Read the data and repeat it in full, exactly.

=== Begin Enclosure ===

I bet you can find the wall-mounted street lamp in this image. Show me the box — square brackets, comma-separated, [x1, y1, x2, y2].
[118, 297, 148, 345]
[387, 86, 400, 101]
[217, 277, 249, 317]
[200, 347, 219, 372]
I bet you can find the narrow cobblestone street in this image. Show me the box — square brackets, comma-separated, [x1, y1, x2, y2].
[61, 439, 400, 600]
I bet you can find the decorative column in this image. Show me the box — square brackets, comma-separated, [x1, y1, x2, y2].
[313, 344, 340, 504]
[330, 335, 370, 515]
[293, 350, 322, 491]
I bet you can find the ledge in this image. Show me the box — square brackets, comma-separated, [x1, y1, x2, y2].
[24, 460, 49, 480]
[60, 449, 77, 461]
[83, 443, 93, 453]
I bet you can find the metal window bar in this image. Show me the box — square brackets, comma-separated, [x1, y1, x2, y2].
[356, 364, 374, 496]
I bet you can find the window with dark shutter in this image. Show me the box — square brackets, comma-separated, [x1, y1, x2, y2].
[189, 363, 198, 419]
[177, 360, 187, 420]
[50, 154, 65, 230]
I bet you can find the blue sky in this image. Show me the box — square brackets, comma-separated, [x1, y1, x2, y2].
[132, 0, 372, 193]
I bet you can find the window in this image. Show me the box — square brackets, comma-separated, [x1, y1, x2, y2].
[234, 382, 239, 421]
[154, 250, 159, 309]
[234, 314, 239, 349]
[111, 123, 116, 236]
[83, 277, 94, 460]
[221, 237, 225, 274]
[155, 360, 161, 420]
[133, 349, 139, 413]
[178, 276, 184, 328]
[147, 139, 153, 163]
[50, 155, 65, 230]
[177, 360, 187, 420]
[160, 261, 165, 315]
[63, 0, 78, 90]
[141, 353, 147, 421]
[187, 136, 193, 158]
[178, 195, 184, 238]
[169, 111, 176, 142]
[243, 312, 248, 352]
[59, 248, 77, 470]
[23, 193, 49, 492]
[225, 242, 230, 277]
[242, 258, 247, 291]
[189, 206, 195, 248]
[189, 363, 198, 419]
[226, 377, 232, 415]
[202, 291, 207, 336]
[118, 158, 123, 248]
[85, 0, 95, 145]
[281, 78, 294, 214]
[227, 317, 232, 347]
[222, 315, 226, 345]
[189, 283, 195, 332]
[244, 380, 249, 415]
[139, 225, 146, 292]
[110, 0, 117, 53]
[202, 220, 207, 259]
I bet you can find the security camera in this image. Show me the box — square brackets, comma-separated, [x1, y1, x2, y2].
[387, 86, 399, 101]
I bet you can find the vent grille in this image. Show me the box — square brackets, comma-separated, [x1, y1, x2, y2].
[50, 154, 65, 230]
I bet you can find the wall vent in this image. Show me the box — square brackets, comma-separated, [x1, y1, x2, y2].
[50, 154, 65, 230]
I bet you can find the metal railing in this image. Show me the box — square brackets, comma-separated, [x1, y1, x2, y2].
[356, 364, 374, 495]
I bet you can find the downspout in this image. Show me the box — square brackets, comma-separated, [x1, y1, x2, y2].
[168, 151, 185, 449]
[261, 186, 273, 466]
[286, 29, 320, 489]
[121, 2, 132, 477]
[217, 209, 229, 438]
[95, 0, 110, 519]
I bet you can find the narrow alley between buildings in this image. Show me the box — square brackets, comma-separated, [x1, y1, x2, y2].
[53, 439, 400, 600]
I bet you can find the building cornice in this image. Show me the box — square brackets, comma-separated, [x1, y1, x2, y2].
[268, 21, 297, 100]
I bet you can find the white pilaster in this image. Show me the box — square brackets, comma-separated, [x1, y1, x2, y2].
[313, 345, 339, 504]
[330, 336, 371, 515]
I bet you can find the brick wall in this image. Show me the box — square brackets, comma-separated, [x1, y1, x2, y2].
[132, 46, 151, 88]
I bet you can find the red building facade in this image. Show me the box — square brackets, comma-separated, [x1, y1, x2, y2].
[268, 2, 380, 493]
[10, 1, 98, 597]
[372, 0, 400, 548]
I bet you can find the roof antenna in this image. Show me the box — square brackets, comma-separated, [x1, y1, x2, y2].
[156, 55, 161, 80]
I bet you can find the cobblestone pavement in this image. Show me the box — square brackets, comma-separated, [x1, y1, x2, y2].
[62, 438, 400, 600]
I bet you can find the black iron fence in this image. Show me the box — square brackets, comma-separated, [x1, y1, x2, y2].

=== End Enclosure ===

> [TASK OUTPUT]:
I bet you can find the wall-mounted street lamp in this image. Show me the box — square brackets, comma-separated, [x1, y1, x2, y2].
[118, 297, 148, 345]
[387, 86, 400, 101]
[217, 277, 249, 317]
[200, 347, 219, 372]
I bet you can find the narrow cobblestone street in this image. Show me the box — square brackets, comma-separated, [x1, y1, x2, y2].
[61, 439, 400, 600]
I bet you can find the decorative column in this image. Show me the box — square brackets, comma-separated, [x1, y1, x2, y2].
[313, 344, 340, 504]
[330, 335, 370, 515]
[293, 350, 322, 491]
I bet you can find the ledge in this image. Show me the box — square brackets, comma-separated, [x1, y1, x2, y2].
[24, 460, 49, 480]
[60, 449, 77, 461]
[83, 443, 93, 453]
I bet you can find the metal window bar in this image. Show me the box — square brackets, comma-separated, [x1, y1, x2, y2].
[356, 364, 374, 496]
I bet you can find the window with dark shutter in this image. Show me the box — square brackets, comma-separated, [x1, y1, x2, y2].
[189, 363, 198, 419]
[177, 360, 187, 420]
[50, 154, 65, 230]
I bet you can find the blue sky in this image. Show me the box — square brackets, comma-separated, [x1, y1, x2, y2].
[132, 0, 372, 193]
I bet you can find the window in this image. Show me the box — square brackets, comma-separated, [x1, y1, x2, y2].
[234, 382, 239, 421]
[154, 250, 159, 309]
[234, 314, 239, 349]
[111, 123, 116, 236]
[83, 277, 94, 460]
[221, 237, 225, 274]
[155, 360, 161, 420]
[133, 349, 139, 413]
[178, 276, 184, 328]
[147, 139, 153, 163]
[50, 155, 65, 230]
[177, 360, 187, 420]
[160, 261, 165, 315]
[63, 0, 78, 90]
[141, 353, 147, 421]
[187, 136, 193, 158]
[178, 195, 184, 238]
[169, 111, 176, 142]
[243, 312, 248, 352]
[59, 248, 77, 470]
[23, 193, 49, 492]
[225, 242, 230, 277]
[242, 258, 247, 291]
[189, 206, 195, 248]
[189, 363, 198, 419]
[226, 377, 232, 415]
[202, 291, 207, 336]
[118, 158, 123, 248]
[85, 0, 95, 145]
[281, 78, 294, 214]
[227, 317, 232, 347]
[222, 315, 226, 345]
[189, 283, 195, 332]
[244, 380, 249, 415]
[139, 225, 146, 292]
[110, 0, 117, 53]
[202, 220, 207, 259]
I bet you can find the security camera in this image. Show me the box — square brackets, comma-separated, [x1, y1, x2, y2].
[387, 86, 399, 101]
I bet you can find the vent grille in this image. Show me the box — square brackets, comma-separated, [x1, y1, x2, y2].
[50, 154, 65, 230]
I bet you can find the wall vent in this image. Show me the box — square brackets, comma-separated, [x1, y1, x2, y2].
[50, 154, 65, 230]
I bet you can find the metal railing in this image. Show me the box — square brackets, comma-separated, [x1, y1, x2, y2].
[356, 364, 374, 495]
I bet you can find the downspout in this image. Show me the box — square brackets, comma-separated, [x1, y1, x2, y2].
[168, 151, 185, 449]
[261, 186, 273, 466]
[286, 29, 320, 489]
[121, 2, 132, 477]
[217, 209, 229, 438]
[95, 0, 110, 519]
I bet you can find the narrow alley between buildings in this image. Show me the box — square brackets, comma-separated, [x1, y1, x2, y2].
[53, 439, 400, 600]
I bet you can find the building cornice in this image. Show me the box — square brackets, comma-separated, [x1, y1, x2, y2].
[268, 21, 297, 100]
I bet you can find the white pilaster in this image. Show me the box — square brackets, comma-separated, [x1, y1, x2, y2].
[313, 345, 339, 504]
[330, 336, 371, 515]
I bet you can find the brick wall in this image. Show me the box — square brackets, comma-separated, [x1, y1, x2, y2].
[132, 46, 151, 88]
I bet you can find the red building facade in this image. Show me the box — square brackets, comma-separated, [x1, y1, x2, y2].
[268, 2, 380, 493]
[10, 1, 98, 597]
[372, 0, 400, 548]
I bet you can find the roof antenna in this image. Show me the box — square brackets, comma-separated, [x1, y1, x2, y2].
[156, 55, 161, 80]
I bet you can find the cobblestone pavement in this image. Show me the box — square brackets, comma-separated, [x1, y1, x2, y2].
[62, 438, 400, 600]
I bet you can find the black iron fence in this image. Show me the box — square brackets, comma-separated, [x1, y1, x2, y2].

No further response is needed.